I walked with my oldest son Noah on the prairie Sunday night as emerald dragonflies swooped over a landscape abloom in a riot of wildflowers. The air sung, a symphony of trilling insects and rasping cottonwood leaves, a bobwhite’s questioning call, a goldfinch’s exuberant twitter. All around us the hills shimmered with sunlit bluestem.
It was astonishingly beautiful. And yet, I was gripped with sorrow.
My mind was on the young man who had taken his life the day before. A boy Noah had grown up with through elementary and middle school. A boy with a mom and a dad, with siblings and grandparents, aunts, uncles, cousins and friends. A boy with a whole life yet unlived. A boy.
::
Last week I sat on my back patio and watched, rapt, as a large wasp with iridescent midnight blue wings straddled a dead cricket on the cement near my feet. The wasp hitched the insect to the underside of its abdomen and then scooted with its cargo toward the dirt under the barberry shrub, where it backed down into a hole, dragging the cricket behind it.
I was curious – curious enough to Google “black wasp and cricket” to see if I could find more about this puzzling behavior. From my research I learned that the cricket wasn’t actually dead; it was paralyzed. Turns out, after mating, the female black wasp doesn’t scavenge for a dead insect but instead immobilizes one that’s still alive – typically a grasshopper, cricket or katydid, a bug with substance. After dragging her paralyzed prey into the hole she’d dug earlier, the wasp lays a single egg onto the insect. She then goes back out to capture two additional insects to add to her lair, ensuring the nest is well-provisioned. Upon hatching, the larvae, safely cocooned in the host, have plenty of food to sustain them until they mature and are ready to emerge from the burrow.
As strange and perhaps macabre as it might sound, I admit, as a mother I can relate. Like the female wasp, I, too, endeavor to do everything I can to protect my children – to cocoon them in safety, to provide for them, to ensure their health and well-being. I, too, would like nothing more than to keep my boys swaddled forever in the security of my home and my protection, as far as possible from the many threats and dangers this world presents.
And yet, I know that like the mother wasp, I, too, must release my children into the larger world and allow them to emerge into themselves.
The truth is, this scares me. I am afraid to let my children go. I am afraid of the many threats I know about and, even more, the many I can’t even begin to fathom. I am afraid of what I can’t control, afraid of the fact that as they venture farther and farther away from the nest, the less I am able to protect them, provide for them and help sustain them. I am afraid, too, that the more they begin to emerge as themselves, the less I might know them, the less I might understand them.
════════════════
• _TASK LIST_
**A)** According to the personal essay, how many additional insects does the female black wasp go back out to capture after laying her egg?
**B)** Extend the personal essay from the point where it stops, keeping its first-person, reflective voice.

• _Segmentation annotation records_
════════════════
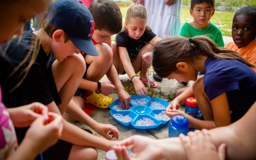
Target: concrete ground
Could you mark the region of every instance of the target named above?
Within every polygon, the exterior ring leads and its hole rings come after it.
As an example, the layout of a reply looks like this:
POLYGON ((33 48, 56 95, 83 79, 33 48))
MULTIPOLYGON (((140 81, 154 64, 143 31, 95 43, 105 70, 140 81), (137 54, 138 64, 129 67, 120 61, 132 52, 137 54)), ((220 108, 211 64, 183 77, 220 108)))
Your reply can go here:
MULTIPOLYGON (((228 42, 233 41, 232 37, 224 36, 223 39, 225 44, 228 42)), ((127 74, 124 75, 120 75, 119 78, 122 81, 130 80, 127 74)), ((149 76, 149 78, 153 79, 152 75, 149 76)), ((106 82, 107 80, 107 77, 104 76, 101 80, 101 82, 106 82)), ((168 80, 167 79, 164 79, 163 81, 161 82, 158 82, 159 86, 161 86, 161 92, 164 93, 169 92, 170 91, 172 90, 173 93, 176 90, 176 83, 177 81, 175 80, 168 80)), ((189 82, 189 85, 192 83, 192 81, 189 82)), ((157 89, 154 89, 157 90, 157 89)), ((112 97, 114 100, 118 99, 118 97, 116 94, 112 94, 110 95, 112 97)), ((184 111, 185 106, 182 105, 179 109, 180 110, 184 111)), ((101 109, 96 107, 92 113, 90 115, 90 116, 95 119, 96 121, 105 124, 110 124, 114 126, 115 126, 118 129, 119 133, 119 140, 123 140, 128 137, 129 137, 134 135, 140 135, 144 136, 149 137, 153 139, 163 139, 168 137, 168 128, 169 125, 171 122, 169 121, 167 123, 164 125, 160 125, 159 127, 151 129, 138 129, 134 128, 132 125, 130 125, 128 126, 125 126, 122 124, 120 124, 116 121, 111 115, 110 113, 110 109, 101 109)), ((85 128, 88 128, 91 130, 93 135, 102 137, 97 133, 90 129, 89 127, 87 126, 85 124, 80 122, 75 123, 72 123, 75 125, 81 127, 84 127, 85 128)), ((97 150, 98 151, 98 160, 103 160, 105 158, 105 155, 106 152, 101 150, 97 150)))

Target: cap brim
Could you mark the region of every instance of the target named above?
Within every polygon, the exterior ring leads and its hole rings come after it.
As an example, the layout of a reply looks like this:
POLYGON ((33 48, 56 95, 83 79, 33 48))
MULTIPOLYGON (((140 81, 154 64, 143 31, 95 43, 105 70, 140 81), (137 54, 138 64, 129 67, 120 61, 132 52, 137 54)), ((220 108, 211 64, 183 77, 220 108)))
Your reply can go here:
POLYGON ((92 41, 79 38, 67 33, 68 38, 79 49, 85 53, 93 56, 98 56, 99 52, 96 49, 92 41))

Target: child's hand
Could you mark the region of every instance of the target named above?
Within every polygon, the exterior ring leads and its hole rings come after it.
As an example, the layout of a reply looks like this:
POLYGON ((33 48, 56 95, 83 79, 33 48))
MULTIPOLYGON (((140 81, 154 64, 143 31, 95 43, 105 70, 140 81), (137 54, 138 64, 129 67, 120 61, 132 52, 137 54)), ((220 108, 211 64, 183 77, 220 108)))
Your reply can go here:
POLYGON ((155 140, 141 136, 133 136, 122 141, 118 142, 114 146, 117 157, 119 160, 156 160, 159 159, 160 151, 154 145, 155 140), (132 150, 134 157, 131 157, 128 153, 127 146, 133 145, 132 150))
POLYGON ((142 56, 142 59, 146 62, 146 63, 147 63, 147 64, 149 64, 150 65, 151 63, 150 61, 151 60, 151 52, 147 52, 143 54, 142 56))
POLYGON ((114 91, 115 87, 113 84, 110 84, 107 82, 101 83, 101 94, 107 96, 114 91))
POLYGON ((116 137, 117 139, 118 139, 119 138, 118 130, 114 126, 110 124, 100 123, 98 123, 96 125, 93 129, 107 139, 113 140, 113 138, 116 137), (109 135, 111 136, 111 137, 109 135))
POLYGON ((171 109, 179 109, 180 106, 180 104, 176 99, 174 99, 171 101, 171 102, 170 104, 167 106, 167 108, 166 108, 166 112, 167 112, 168 110, 171 109))
POLYGON ((207 129, 190 132, 188 136, 181 134, 179 137, 188 160, 225 159, 226 144, 221 144, 217 150, 207 129))
POLYGON ((62 117, 55 113, 49 112, 47 120, 41 115, 32 123, 22 143, 31 145, 39 153, 43 152, 60 137, 63 122, 62 117))
POLYGON ((39 102, 14 108, 7 108, 14 125, 16 127, 29 126, 34 120, 48 114, 48 108, 39 102))
POLYGON ((118 90, 117 94, 123 109, 128 109, 131 104, 131 96, 124 89, 118 90))
POLYGON ((172 118, 175 115, 180 115, 185 117, 187 115, 184 111, 178 110, 171 109, 167 110, 166 115, 168 115, 170 118, 172 118))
════════════════
• _RESULTS OF THE EXERCISE_
**A)** She captures two additional insects to add to her lair.

**B)**
Sunday night I opened Facebook Messenger to send the young man’s mother a note of condolence. I typed in her name, still at a loss as to what I should or could say in the face of this inconceivable tragedy. There in the chat box, unexpectedly, was the thread of our last online conversation. It was from August 2010, a note confirming plans for Noah’s ninth birthday party – pizza at Old Chicago and a movie, Despicable Me. It was a quick exchange, noting the time for drop-off at the restaurant, the time for pick-up after the movie – mundane, ordinary. My heart broke over what we couldn’t have foreseen then. My heart broke over everything that was still possible nine years ago.
“Time wants to show you a different country,” wrote the poet William Stafford. Sunday evening I walked with my eighteen-year-old son on an astonishingly beautiful evening on the prairie. Side by side we bent low in the grass to peer at an elegant orb weaver, remembering the spider we once nicknamed Clem after we discovered it nestled in the clematis vine in our garden. Side by side we snapped photographs of sunflowers, purple thistle, feathery bluestem. Side by side we walked the grass path to the top of the hill, where we leaned against the weathered fence and waited for the setting sun to paint the clouds before it slipped below the horizon.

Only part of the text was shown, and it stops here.